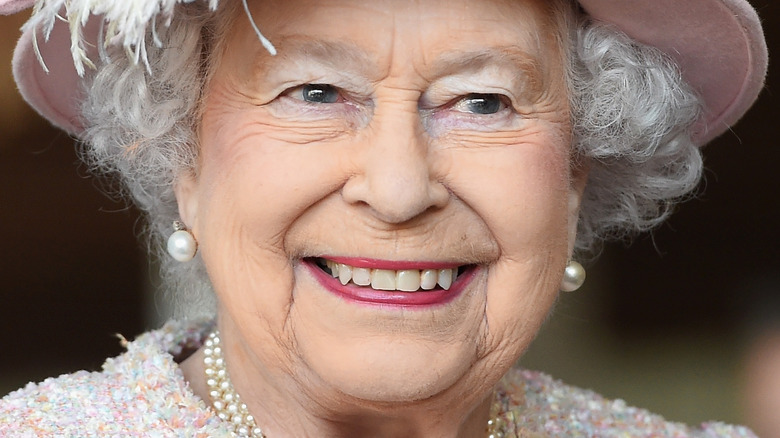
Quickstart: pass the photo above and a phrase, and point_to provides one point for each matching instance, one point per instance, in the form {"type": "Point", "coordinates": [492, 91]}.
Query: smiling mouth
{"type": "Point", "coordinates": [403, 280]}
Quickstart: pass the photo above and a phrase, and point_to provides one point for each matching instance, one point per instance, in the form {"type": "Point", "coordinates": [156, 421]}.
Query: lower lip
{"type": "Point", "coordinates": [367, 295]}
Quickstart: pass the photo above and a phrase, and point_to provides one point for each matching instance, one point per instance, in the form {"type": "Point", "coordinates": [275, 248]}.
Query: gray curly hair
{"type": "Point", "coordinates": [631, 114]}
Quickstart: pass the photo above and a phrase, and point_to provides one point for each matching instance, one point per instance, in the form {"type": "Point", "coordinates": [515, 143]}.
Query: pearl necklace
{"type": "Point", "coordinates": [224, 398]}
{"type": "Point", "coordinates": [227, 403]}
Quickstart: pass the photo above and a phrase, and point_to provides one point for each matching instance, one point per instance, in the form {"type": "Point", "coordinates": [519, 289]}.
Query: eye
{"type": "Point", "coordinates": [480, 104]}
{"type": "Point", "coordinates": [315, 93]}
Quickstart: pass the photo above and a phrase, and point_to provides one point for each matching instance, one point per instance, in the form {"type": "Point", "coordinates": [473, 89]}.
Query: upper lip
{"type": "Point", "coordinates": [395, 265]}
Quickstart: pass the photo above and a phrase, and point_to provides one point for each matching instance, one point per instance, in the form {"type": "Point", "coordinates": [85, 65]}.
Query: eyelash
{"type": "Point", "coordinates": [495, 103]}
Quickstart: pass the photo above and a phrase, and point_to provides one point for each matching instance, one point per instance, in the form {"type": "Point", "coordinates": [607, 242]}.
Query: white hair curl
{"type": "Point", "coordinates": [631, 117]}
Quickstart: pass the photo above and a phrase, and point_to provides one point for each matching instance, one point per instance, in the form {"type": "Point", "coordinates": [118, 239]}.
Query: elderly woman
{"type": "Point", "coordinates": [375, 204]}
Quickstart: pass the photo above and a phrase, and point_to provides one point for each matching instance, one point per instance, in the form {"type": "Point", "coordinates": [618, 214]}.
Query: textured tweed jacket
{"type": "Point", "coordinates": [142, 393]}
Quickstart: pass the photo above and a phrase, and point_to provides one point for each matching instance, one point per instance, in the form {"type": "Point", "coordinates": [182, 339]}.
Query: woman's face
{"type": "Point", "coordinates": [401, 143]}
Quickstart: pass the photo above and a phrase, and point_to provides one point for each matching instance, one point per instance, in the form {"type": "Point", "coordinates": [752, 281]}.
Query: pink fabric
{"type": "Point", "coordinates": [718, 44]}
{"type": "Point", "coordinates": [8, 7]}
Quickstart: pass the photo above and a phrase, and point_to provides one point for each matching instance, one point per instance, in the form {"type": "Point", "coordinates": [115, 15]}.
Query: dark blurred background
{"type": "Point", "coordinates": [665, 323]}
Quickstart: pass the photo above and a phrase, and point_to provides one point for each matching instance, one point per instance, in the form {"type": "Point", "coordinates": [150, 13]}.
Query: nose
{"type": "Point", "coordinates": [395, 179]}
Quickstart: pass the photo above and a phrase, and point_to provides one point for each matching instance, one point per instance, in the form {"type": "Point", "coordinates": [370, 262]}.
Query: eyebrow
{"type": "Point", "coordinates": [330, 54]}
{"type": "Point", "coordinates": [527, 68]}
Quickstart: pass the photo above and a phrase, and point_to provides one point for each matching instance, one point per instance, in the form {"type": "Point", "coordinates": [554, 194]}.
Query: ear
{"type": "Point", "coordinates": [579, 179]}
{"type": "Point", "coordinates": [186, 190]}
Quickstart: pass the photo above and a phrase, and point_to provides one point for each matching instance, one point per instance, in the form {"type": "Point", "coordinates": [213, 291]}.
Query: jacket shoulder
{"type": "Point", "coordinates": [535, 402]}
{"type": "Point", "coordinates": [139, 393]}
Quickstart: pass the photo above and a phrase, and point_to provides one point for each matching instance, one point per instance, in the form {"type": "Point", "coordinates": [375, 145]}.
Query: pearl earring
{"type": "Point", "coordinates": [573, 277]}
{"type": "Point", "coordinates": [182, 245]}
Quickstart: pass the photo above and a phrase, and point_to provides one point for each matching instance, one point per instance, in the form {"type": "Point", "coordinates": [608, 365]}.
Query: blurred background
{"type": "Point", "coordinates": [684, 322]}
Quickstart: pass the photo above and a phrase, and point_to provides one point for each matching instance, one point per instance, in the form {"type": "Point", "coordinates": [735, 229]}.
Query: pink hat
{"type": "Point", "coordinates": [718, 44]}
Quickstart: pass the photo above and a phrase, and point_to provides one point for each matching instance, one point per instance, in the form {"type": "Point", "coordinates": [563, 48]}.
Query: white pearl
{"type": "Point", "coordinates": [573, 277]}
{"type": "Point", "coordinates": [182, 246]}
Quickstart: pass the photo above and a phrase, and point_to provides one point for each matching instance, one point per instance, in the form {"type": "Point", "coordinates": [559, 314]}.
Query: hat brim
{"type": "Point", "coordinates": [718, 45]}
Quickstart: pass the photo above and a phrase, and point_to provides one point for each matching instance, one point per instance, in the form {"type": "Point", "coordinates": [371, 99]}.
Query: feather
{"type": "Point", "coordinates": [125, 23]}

======

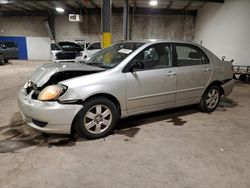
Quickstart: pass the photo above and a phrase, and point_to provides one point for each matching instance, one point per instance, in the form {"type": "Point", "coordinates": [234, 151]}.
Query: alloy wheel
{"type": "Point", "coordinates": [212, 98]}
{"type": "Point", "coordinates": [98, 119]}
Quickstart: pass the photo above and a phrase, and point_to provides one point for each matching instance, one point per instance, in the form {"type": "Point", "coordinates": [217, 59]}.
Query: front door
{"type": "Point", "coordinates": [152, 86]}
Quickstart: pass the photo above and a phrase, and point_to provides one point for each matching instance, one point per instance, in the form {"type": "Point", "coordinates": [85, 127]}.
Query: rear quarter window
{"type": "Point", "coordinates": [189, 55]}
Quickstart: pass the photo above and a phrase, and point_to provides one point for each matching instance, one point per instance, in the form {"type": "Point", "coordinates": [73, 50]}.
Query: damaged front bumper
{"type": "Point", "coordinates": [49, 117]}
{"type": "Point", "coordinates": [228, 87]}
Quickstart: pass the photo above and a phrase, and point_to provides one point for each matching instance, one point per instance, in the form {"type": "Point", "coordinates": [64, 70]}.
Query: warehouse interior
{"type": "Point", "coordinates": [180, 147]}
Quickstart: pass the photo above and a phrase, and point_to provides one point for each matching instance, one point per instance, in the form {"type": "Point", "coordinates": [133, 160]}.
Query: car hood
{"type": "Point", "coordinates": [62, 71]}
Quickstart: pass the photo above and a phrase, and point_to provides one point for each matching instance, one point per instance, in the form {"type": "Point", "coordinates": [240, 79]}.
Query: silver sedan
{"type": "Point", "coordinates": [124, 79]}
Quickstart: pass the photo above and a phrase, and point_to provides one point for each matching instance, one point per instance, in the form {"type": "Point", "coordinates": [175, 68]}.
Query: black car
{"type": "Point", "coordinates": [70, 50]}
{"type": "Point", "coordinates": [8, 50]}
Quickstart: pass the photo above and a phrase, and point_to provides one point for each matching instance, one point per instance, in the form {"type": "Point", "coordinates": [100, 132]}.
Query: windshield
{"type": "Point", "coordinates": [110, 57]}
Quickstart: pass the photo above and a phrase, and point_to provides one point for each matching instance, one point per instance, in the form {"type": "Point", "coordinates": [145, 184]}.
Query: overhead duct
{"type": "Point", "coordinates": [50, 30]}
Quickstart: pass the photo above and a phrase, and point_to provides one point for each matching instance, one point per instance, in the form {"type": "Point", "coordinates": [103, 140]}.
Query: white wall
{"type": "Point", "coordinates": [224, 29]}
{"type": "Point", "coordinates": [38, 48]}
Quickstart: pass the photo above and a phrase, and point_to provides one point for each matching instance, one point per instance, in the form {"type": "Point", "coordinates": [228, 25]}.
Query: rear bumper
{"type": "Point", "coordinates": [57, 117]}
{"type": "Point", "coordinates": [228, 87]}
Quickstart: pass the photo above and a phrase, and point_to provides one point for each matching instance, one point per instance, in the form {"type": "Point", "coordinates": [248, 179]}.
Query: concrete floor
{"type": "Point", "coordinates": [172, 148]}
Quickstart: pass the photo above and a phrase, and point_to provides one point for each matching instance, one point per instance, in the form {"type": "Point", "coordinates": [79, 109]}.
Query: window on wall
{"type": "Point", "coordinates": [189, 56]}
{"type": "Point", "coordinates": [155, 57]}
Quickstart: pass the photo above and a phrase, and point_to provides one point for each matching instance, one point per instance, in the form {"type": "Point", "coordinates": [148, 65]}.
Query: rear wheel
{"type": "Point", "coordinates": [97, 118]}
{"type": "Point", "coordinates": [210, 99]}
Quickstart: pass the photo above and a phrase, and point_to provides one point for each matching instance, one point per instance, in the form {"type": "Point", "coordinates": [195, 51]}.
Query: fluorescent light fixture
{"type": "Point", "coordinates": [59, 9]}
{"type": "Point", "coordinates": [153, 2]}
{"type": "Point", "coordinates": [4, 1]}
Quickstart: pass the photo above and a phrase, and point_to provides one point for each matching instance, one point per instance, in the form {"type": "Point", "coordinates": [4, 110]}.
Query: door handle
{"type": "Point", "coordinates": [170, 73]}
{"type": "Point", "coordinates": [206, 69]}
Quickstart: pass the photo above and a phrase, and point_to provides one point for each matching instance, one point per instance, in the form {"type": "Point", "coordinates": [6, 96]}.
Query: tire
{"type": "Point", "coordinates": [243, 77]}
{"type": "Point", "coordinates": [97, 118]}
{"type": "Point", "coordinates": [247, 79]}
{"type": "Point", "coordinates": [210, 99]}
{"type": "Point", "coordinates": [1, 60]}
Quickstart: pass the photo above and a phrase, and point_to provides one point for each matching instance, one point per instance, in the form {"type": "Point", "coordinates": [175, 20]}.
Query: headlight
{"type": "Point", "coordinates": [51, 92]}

======

(SHORT TASK) Please show, in full, every line of the entries above that contains the word "pearl".

(SOLUTION FOR THIS TASK)
Query: pearl necklace
Query: pearl earring
Query: white pearl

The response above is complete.